(Point-per-instance localization data)
────────────────────
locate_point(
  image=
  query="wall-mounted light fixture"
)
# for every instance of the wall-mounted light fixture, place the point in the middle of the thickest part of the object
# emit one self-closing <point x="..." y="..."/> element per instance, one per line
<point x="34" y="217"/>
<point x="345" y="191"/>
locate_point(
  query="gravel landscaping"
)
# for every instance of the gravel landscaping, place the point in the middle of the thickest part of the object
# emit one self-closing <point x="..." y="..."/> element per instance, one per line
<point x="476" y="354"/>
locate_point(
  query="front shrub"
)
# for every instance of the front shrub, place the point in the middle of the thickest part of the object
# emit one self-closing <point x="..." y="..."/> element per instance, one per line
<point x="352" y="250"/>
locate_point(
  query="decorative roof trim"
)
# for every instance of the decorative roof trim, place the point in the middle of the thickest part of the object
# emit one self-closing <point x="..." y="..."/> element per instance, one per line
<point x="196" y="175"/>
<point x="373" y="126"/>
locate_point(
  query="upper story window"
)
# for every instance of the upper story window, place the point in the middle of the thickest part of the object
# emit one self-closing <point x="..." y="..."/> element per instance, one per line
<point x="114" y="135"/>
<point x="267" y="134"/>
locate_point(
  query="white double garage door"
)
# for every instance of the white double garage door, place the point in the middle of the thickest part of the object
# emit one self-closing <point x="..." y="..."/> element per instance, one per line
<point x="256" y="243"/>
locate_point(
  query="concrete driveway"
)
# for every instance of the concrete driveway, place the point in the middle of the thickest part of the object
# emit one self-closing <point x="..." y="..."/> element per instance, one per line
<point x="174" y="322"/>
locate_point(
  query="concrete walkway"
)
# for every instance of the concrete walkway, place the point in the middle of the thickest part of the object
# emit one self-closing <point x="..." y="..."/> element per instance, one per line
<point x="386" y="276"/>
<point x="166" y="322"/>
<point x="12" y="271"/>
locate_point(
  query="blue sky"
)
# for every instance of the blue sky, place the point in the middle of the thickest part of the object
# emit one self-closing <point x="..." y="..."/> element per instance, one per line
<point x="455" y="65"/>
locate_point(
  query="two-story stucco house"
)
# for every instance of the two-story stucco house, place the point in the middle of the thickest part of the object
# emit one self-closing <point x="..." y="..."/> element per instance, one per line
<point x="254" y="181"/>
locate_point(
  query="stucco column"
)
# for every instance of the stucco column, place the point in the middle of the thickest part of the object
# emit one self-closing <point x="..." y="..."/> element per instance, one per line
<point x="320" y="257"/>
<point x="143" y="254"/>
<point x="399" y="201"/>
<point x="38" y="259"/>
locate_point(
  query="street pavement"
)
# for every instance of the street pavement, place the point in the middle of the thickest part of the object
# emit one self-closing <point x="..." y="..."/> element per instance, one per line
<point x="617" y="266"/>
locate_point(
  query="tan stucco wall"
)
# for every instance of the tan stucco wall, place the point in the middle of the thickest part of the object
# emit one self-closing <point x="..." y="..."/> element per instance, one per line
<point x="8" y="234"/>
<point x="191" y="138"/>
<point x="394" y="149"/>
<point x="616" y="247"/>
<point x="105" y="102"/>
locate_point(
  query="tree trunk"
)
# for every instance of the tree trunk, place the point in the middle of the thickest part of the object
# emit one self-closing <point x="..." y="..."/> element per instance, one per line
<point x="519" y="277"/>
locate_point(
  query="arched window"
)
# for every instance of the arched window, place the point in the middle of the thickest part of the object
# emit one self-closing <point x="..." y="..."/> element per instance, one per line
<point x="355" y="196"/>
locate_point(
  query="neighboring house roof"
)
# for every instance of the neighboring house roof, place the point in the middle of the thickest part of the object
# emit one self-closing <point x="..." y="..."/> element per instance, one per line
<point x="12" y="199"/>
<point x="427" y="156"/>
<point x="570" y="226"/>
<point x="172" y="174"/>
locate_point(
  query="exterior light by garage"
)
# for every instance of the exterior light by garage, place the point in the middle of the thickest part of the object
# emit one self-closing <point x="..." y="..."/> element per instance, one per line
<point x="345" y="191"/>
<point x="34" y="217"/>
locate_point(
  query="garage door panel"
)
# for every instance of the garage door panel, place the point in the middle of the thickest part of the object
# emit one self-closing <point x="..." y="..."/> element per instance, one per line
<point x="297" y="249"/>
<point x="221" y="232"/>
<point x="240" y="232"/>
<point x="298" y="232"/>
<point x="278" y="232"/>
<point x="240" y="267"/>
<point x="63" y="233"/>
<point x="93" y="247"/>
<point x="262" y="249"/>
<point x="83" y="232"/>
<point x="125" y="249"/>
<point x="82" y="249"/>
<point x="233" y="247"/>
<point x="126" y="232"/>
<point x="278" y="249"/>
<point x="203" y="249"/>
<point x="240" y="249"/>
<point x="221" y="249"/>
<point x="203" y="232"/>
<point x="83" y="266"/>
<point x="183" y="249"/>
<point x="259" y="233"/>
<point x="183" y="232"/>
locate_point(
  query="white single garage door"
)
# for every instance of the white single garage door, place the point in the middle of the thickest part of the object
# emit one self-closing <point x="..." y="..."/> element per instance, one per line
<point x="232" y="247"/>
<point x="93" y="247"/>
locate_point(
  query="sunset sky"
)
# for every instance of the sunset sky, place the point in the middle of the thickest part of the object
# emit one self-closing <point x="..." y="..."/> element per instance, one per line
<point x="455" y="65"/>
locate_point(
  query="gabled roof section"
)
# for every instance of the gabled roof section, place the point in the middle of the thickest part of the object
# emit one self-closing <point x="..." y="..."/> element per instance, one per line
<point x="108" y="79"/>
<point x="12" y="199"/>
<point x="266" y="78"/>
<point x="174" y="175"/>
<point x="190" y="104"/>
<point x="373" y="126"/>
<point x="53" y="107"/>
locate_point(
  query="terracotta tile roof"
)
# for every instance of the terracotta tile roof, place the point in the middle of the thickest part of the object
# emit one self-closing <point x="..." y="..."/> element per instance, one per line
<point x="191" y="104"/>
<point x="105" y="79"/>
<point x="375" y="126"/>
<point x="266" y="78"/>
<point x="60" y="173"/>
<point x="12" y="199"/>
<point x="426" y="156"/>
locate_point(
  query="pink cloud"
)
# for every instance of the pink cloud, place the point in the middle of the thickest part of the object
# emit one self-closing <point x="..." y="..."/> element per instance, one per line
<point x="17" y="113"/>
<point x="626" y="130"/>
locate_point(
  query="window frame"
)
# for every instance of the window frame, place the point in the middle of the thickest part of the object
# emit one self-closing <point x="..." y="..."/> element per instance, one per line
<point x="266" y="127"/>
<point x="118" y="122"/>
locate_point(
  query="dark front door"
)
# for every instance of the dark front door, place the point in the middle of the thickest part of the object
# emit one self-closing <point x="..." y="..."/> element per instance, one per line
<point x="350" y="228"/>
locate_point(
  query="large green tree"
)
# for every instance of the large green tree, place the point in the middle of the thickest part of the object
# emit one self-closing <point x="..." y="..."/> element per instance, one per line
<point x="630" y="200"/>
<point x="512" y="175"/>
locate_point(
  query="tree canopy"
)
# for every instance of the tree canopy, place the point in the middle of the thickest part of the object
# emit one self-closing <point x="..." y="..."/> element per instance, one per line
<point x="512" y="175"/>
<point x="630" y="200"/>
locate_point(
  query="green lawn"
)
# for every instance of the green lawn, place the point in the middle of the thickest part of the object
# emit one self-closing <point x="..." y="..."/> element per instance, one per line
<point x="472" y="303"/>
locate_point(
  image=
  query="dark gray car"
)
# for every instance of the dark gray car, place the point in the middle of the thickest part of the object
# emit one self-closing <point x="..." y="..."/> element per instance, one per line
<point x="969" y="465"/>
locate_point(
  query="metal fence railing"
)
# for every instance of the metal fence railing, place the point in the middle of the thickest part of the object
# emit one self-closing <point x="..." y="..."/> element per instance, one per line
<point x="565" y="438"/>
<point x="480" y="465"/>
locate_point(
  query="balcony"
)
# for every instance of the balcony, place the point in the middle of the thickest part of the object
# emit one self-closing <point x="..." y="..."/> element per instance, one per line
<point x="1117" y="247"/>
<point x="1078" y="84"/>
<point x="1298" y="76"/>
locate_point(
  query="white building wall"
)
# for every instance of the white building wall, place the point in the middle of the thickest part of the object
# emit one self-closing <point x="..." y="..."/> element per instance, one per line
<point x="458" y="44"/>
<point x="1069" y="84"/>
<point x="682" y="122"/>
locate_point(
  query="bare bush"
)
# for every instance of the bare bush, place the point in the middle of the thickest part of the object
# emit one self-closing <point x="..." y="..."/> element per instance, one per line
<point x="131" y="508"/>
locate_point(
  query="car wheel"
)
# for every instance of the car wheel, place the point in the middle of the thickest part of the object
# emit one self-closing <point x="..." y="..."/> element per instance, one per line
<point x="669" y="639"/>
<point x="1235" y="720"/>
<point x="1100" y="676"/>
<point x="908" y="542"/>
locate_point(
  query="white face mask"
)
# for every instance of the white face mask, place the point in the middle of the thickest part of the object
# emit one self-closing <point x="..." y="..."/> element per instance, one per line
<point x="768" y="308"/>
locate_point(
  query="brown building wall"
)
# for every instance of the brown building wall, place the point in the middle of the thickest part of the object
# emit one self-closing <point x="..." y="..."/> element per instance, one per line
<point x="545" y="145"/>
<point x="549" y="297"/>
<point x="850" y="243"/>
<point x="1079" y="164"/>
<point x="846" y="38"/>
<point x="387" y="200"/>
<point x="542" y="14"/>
────────────────────
- **WHAT THE TASK REQUIRES**
Give back, exactly as written, the stretch from the line with "# for every instance of the dark front" through the line with "# for every instance of the white building", and no other lines from the records above.

- **COMPLETED EXERCISE**
# for every instance of the dark front door, place the point in the middle of the thickest part of the object
# emit one self-closing <point x="..." y="..."/> element per instance, one per line
<point x="350" y="228"/>
locate_point(
  query="large green tree"
)
# for every instance of the large green tree, place the point in the middle of the thickest part of the object
# emit one self-closing <point x="..." y="..."/> element per instance, one per line
<point x="630" y="200"/>
<point x="512" y="175"/>
locate_point(
  query="tree canopy"
)
# for every instance of the tree canopy, place the point in the middle of the thickest part of the object
# emit one self-closing <point x="..." y="..."/> element per instance, one per line
<point x="512" y="175"/>
<point x="630" y="200"/>
locate_point(
  query="green lawn"
)
# for every instance of the green lawn, place the point in the middle of the thickest part of the object
# emit one self-closing <point x="..." y="..."/> element per instance, one per line
<point x="472" y="303"/>
locate_point(
  image=
  query="dark gray car"
)
# for every instance of the dark gray car, place the point in the middle of the thickest part of the object
# emit one self-closing <point x="..." y="..."/> element per instance, one per line
<point x="969" y="465"/>
locate_point(
  query="metal fence railing"
)
# for every instance of the metal fence railing, place the point in the middle of the thickest part of the object
# emit one self-closing <point x="..." y="..."/> element per instance, one per line
<point x="565" y="438"/>
<point x="480" y="465"/>
locate_point(
  query="balcony"
)
# for every instance of the balcony, place the point in the middle of the thickest part of the object
# emit one self-closing <point x="..." y="..."/> element per instance, one per line
<point x="1117" y="247"/>
<point x="1078" y="84"/>
<point x="1298" y="76"/>
locate_point(
  query="white building wall"
)
# for every instance of the white building wall, place the point in the middle of the thickest part of the object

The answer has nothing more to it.